──────── PAGE ────────

12
votes

I'd like to create a php script that runs as a daily cron. What I'd like to do is enumerate through all users within an Active Directory, extract certain fields from each entry, and use this information to update fields within a MySQL database.

Basically what I want to to do is sync up certain user information between Active Directory and a MySQL table.

The problem I have is that the sizelimit on the Active Directory server is often set at 1000 entries per search result. I had hoped that the php function "ldap_next_entry" would get around this by only fetching one entry at a time, but before you can call "ldap_next_entry", you first have to call "ldap_search", which can trigger the SizeLimit exceeded error.

Is there any way besides removing the sizelimit from the server? Can I somehow get "pages" of results?

BTW - I am currently not using any 3rd party libraries or code. Just PHPs ldap methods. Although, I am certainly open to using a library if that will help.

5

5 Answers

16
votes

I've been struck by the same problem while developing Zend_Ldap for the Zend Framework. I'll try to explain what the real problem is, but to make it short: until PHP 5.4, it wasn't possible to use paged results from an Active Directory with an unpatched PHP (ext/ldap) version due to limitations in exactly this extension.

Let's try to unravel the whole thing... Microsoft Active Directory uses a so called server control to accomplish server-side result paging. This control ist described in RFC 2696 "LDAP Control Extension for Simple Paged Results Manipulation" .

────────

**TO DO**:
1. From the thread, return the passage starting at "BTW - I am currently" and ending at "exactly this extension.".
2. Shorten the paragraph of the thread that opens with "The problem I have is that" and keep its main facts.
Work only from the thread above.

──────── EXTRACTED DATA ────────

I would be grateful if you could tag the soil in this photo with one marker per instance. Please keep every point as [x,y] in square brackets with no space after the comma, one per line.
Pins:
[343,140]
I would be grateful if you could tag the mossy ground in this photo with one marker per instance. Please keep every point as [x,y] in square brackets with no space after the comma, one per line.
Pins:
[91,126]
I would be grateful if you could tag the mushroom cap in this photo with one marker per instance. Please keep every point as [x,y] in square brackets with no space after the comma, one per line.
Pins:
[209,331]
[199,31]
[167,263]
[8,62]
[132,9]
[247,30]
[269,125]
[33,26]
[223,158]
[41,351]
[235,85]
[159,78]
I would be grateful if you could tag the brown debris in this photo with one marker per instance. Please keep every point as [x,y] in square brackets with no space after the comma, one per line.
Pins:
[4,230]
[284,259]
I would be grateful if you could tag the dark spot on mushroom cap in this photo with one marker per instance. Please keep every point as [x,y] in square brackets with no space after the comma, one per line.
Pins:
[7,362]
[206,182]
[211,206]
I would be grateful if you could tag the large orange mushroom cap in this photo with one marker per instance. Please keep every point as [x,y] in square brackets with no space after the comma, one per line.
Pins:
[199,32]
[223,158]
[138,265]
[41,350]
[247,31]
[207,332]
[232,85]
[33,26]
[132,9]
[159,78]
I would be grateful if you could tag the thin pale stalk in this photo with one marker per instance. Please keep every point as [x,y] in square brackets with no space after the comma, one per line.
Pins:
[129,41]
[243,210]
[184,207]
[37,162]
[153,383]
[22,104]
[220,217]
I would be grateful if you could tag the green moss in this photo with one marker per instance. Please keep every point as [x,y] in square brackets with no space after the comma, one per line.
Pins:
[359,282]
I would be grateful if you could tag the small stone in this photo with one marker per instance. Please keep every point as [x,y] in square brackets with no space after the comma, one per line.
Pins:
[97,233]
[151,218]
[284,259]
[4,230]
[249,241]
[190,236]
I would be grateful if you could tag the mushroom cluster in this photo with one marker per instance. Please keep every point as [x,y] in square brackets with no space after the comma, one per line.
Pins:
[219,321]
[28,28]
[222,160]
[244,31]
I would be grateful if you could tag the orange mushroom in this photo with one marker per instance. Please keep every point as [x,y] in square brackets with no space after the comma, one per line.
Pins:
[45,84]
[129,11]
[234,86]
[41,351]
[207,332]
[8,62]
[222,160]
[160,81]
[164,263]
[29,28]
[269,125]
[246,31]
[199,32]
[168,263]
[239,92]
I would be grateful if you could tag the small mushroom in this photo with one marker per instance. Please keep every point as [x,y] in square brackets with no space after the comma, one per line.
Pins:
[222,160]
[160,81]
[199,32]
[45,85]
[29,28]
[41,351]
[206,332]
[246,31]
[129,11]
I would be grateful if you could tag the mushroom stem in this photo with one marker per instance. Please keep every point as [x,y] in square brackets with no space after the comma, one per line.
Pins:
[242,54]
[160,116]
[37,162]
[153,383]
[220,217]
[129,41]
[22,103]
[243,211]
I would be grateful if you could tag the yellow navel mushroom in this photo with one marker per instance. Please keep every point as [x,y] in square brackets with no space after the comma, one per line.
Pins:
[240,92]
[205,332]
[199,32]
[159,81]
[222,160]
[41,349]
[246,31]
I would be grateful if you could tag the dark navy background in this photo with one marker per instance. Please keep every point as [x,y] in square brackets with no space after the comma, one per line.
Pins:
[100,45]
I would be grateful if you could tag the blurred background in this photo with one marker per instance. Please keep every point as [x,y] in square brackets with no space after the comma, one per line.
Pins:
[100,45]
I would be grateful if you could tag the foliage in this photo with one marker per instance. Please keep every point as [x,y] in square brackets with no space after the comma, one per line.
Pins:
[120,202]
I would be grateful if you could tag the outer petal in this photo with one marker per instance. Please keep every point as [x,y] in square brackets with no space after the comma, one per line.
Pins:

────────

**TASK SOLUTIONS**:
1.
BTW - I am currently not using any 3rd party libraries or code. Just PHPs ldap methods. Although, I am certainly open to using a library if that will help.

5

5 Answers

16
votes

I've been struck by the same problem while developing Zend_Ldap for the Zend Framework. I'll try to explain what the real problem is, but to make it short: until PHP 5.4, it wasn't possible to use paged results from an Active Directory with an unpatched PHP (ext/ldap) version due to limitations in exactly this extension.

2. The Active Directory server often limits search results to 1000 entries. The asker hoped "ldap_next_entry" would avoid this by fetching one entry at a time. However, "ldap_search" has to be called first, and that call can trigger the SizeLimit exceeded error.